▽

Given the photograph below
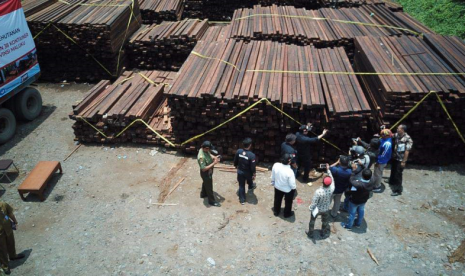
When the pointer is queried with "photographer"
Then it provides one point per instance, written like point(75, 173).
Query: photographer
point(206, 163)
point(304, 156)
point(287, 147)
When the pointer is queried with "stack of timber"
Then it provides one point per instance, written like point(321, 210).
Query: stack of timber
point(435, 139)
point(32, 6)
point(322, 28)
point(80, 42)
point(222, 10)
point(165, 46)
point(208, 91)
point(357, 3)
point(216, 33)
point(110, 108)
point(156, 11)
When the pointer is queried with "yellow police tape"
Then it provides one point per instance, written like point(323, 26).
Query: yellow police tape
point(224, 61)
point(328, 19)
point(206, 132)
point(73, 41)
point(443, 107)
point(330, 73)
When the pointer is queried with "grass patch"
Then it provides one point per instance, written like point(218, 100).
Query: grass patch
point(446, 17)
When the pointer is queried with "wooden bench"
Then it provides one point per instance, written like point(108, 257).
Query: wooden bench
point(36, 181)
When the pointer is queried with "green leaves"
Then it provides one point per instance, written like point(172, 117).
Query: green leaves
point(446, 17)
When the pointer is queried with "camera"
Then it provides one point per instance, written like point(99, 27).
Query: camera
point(215, 153)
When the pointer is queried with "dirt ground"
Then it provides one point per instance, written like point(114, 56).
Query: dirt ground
point(98, 217)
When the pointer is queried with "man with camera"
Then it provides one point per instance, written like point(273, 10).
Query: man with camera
point(360, 159)
point(207, 162)
point(287, 147)
point(358, 195)
point(245, 162)
point(8, 223)
point(303, 142)
point(403, 145)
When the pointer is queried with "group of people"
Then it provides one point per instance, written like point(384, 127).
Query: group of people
point(356, 176)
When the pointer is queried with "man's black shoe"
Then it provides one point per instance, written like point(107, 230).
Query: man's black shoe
point(291, 215)
point(18, 256)
point(253, 187)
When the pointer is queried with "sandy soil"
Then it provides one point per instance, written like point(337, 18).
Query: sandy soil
point(98, 217)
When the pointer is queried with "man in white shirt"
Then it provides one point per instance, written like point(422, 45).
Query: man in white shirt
point(283, 180)
point(320, 205)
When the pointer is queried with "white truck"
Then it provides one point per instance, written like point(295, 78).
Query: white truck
point(19, 68)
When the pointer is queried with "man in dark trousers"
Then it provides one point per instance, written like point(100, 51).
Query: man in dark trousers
point(303, 142)
point(358, 196)
point(283, 181)
point(7, 238)
point(245, 162)
point(207, 162)
point(288, 148)
point(403, 145)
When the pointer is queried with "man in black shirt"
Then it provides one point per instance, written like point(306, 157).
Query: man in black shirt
point(245, 162)
point(288, 147)
point(304, 158)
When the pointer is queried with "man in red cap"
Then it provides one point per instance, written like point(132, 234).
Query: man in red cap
point(320, 205)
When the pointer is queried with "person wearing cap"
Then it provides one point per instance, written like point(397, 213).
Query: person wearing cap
point(283, 181)
point(245, 162)
point(7, 238)
point(303, 144)
point(360, 159)
point(358, 196)
point(384, 156)
point(341, 173)
point(207, 162)
point(322, 201)
point(288, 147)
point(403, 146)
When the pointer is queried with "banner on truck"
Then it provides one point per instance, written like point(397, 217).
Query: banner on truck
point(18, 55)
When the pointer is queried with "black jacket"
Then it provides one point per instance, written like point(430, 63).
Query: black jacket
point(245, 161)
point(303, 145)
point(363, 189)
point(288, 148)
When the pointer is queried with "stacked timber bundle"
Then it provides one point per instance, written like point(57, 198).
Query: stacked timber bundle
point(322, 28)
point(32, 6)
point(435, 139)
point(165, 46)
point(156, 11)
point(110, 108)
point(216, 33)
point(82, 42)
point(223, 9)
point(234, 75)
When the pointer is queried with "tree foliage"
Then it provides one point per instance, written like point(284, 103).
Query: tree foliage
point(446, 17)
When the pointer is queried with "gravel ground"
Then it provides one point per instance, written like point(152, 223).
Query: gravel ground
point(98, 219)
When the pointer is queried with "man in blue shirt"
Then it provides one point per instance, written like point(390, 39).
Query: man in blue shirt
point(384, 156)
point(341, 173)
point(245, 163)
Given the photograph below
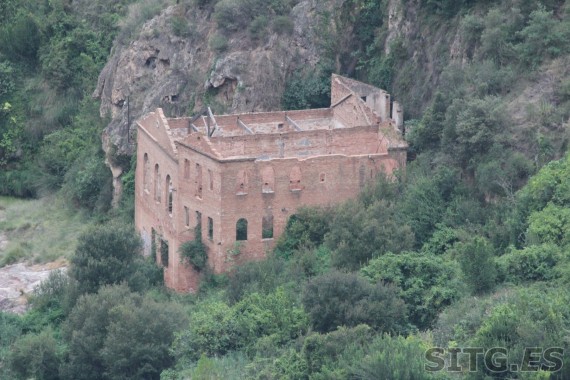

△

**OBJECTIVE:**
Repeat the stretch of lines from the start of the records through the line containing "point(330, 73)", keeping the requests in place, and shift every point coordinate in the answers by adding 109 to it. Leave the pictures out of your answer.

**ANSWER TO THE TASK:**
Given the photograph below
When the pointer is queried with "photographer"
Then it provides one point per instance, written like point(75, 173).
Query: photographer
point(315, 272)
point(413, 265)
point(396, 256)
When the pointer is queried with "stack of timber"
Then it provides one point per instance, written like point(321, 210).
Query: stack of timber
point(544, 248)
point(141, 115)
point(431, 137)
point(189, 151)
point(331, 119)
point(274, 155)
point(317, 200)
point(466, 112)
point(325, 142)
point(219, 217)
point(265, 120)
When the pointer is queried with "yellow police tape"
Then it provides one point per instance, written like point(323, 26).
Query: yellow police tape
point(333, 170)
point(437, 128)
point(315, 241)
point(182, 150)
point(552, 216)
point(439, 182)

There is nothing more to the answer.